Data for this exercise Block Start

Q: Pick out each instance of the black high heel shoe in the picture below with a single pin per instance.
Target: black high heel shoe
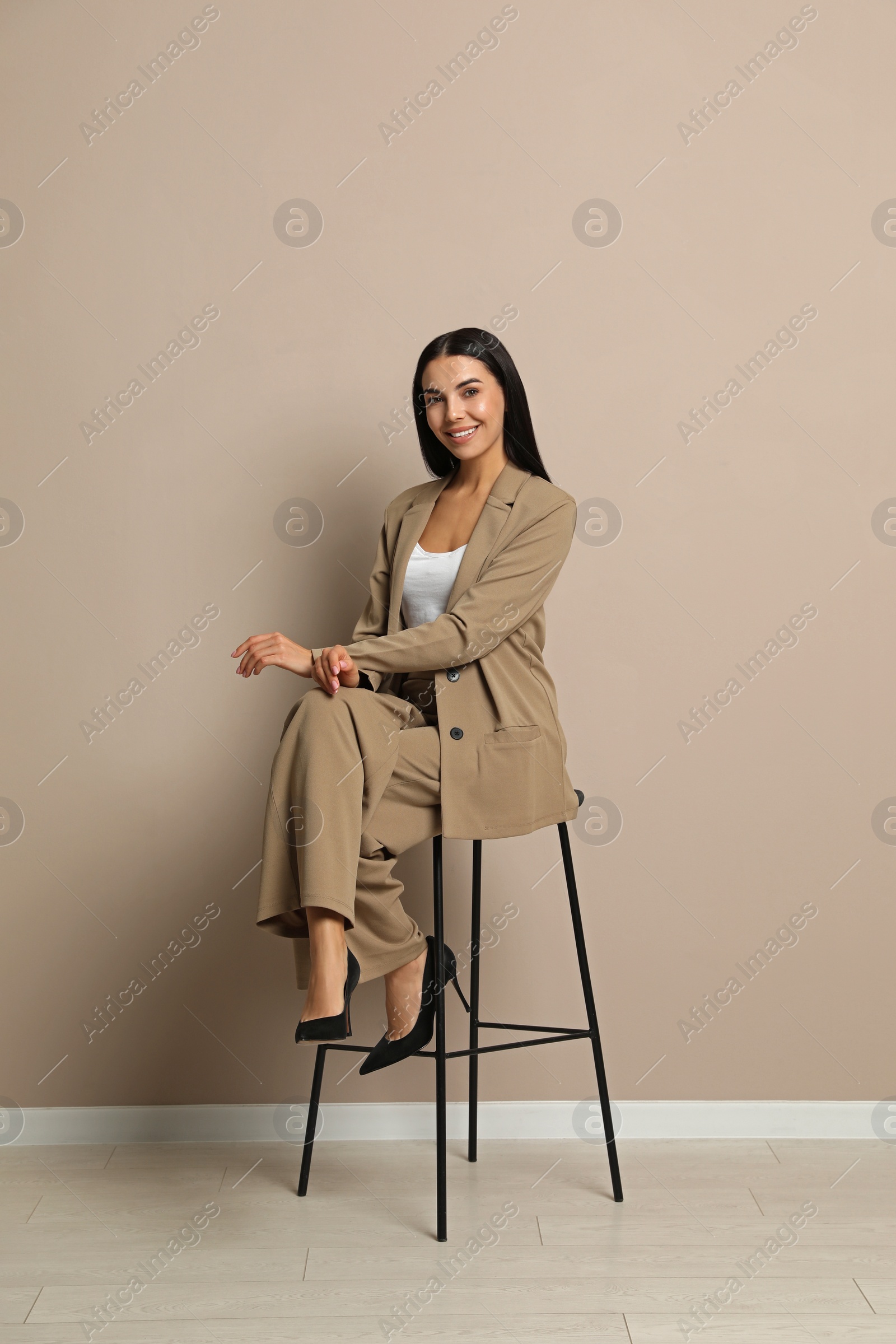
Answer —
(340, 1025)
(386, 1052)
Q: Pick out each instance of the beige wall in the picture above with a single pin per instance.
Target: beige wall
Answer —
(465, 214)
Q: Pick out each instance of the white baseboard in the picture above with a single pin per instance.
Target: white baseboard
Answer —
(504, 1120)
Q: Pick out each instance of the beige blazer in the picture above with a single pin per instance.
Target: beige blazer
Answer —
(503, 748)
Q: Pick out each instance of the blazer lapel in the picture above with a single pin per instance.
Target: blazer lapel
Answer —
(488, 529)
(486, 534)
(410, 533)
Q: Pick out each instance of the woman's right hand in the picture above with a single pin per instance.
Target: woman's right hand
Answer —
(262, 651)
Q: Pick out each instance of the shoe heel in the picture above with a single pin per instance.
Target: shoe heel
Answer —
(450, 973)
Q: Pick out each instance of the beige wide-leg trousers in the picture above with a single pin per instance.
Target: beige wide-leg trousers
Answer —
(355, 783)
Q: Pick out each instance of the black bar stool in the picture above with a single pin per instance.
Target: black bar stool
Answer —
(550, 1035)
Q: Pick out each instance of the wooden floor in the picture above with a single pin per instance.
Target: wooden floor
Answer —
(78, 1224)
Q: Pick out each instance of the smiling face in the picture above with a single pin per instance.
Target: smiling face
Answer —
(464, 407)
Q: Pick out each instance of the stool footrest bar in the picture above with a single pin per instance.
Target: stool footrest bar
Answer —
(519, 1026)
(510, 1045)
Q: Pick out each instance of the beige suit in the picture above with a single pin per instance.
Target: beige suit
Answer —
(460, 734)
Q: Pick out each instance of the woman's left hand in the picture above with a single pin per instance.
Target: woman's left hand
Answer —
(335, 669)
(262, 651)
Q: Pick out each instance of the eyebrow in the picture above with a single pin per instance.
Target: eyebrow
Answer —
(466, 381)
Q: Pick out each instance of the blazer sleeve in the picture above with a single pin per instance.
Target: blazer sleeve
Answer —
(514, 586)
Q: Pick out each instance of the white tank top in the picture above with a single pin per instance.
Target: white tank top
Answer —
(428, 584)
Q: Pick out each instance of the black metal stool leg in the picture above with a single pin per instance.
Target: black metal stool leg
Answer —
(441, 1158)
(474, 1000)
(591, 1012)
(311, 1126)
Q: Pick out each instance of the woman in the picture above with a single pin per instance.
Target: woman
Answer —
(438, 717)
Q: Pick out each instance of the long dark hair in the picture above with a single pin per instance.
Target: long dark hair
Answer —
(519, 436)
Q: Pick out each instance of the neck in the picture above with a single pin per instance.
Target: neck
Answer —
(479, 475)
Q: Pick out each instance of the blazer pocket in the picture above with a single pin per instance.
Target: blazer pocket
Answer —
(514, 736)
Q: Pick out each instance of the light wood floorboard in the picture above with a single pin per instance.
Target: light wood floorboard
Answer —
(571, 1265)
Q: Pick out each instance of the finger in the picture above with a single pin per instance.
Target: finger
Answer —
(320, 675)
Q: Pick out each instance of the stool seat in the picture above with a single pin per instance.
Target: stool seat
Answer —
(547, 1035)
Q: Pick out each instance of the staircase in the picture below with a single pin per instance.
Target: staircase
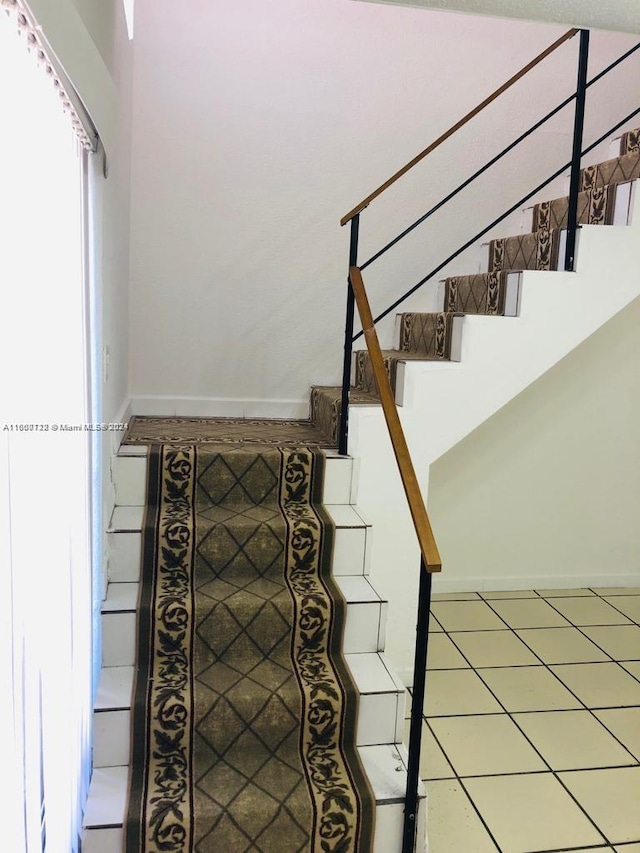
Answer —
(381, 713)
(604, 199)
(458, 353)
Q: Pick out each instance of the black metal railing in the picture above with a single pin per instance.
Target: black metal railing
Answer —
(577, 153)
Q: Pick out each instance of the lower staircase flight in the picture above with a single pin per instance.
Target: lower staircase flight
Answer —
(428, 336)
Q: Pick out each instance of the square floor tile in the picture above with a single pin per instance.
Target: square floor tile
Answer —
(455, 596)
(622, 642)
(453, 824)
(530, 813)
(529, 613)
(434, 626)
(633, 667)
(600, 685)
(433, 763)
(617, 590)
(572, 740)
(489, 744)
(511, 593)
(493, 648)
(610, 798)
(624, 723)
(528, 688)
(457, 691)
(442, 654)
(561, 645)
(563, 593)
(466, 616)
(628, 604)
(589, 611)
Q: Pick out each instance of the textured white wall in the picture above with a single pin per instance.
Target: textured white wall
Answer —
(550, 486)
(621, 15)
(256, 126)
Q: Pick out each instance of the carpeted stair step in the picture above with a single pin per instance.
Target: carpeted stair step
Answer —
(425, 335)
(365, 380)
(595, 207)
(630, 141)
(537, 250)
(482, 293)
(325, 406)
(626, 167)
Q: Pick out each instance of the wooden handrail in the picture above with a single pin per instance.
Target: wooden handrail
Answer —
(426, 540)
(474, 112)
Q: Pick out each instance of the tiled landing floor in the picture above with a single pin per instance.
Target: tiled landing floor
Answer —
(531, 733)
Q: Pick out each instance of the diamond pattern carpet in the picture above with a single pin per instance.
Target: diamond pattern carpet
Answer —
(245, 712)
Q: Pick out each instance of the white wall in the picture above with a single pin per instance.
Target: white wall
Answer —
(111, 211)
(549, 487)
(256, 127)
(621, 15)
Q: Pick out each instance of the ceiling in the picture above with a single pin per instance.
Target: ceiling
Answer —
(621, 15)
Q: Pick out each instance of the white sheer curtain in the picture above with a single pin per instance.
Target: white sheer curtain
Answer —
(45, 567)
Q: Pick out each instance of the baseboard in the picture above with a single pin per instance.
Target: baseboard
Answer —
(558, 581)
(122, 417)
(219, 407)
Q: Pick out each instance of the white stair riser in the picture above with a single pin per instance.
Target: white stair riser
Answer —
(125, 550)
(111, 738)
(119, 639)
(380, 718)
(129, 480)
(103, 840)
(365, 627)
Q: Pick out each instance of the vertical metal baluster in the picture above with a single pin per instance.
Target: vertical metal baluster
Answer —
(348, 341)
(578, 126)
(417, 705)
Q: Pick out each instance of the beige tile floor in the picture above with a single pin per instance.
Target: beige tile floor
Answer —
(531, 728)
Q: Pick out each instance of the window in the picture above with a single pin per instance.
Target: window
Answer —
(45, 565)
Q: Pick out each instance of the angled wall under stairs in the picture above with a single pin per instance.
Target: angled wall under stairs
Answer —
(498, 332)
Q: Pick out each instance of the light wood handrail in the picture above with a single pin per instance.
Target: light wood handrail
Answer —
(474, 112)
(426, 540)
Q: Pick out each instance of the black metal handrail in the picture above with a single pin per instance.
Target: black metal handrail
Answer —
(424, 596)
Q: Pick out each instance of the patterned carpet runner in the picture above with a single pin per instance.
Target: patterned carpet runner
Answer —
(428, 336)
(245, 713)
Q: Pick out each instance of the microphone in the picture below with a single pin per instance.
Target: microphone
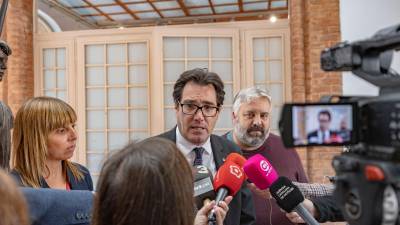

Data for this exercise Block End

- _What this task involves_
The lines to copy are those in the listing that contain "heel".

- _The completed task_
Q: Pick out each instance of the black high heel shoe in the picture below with a single pin per instance.
Target: black high heel shoe
Q: Pick out each instance of the shoe heel in the picture above with a single pin per instance.
Target: shoe heel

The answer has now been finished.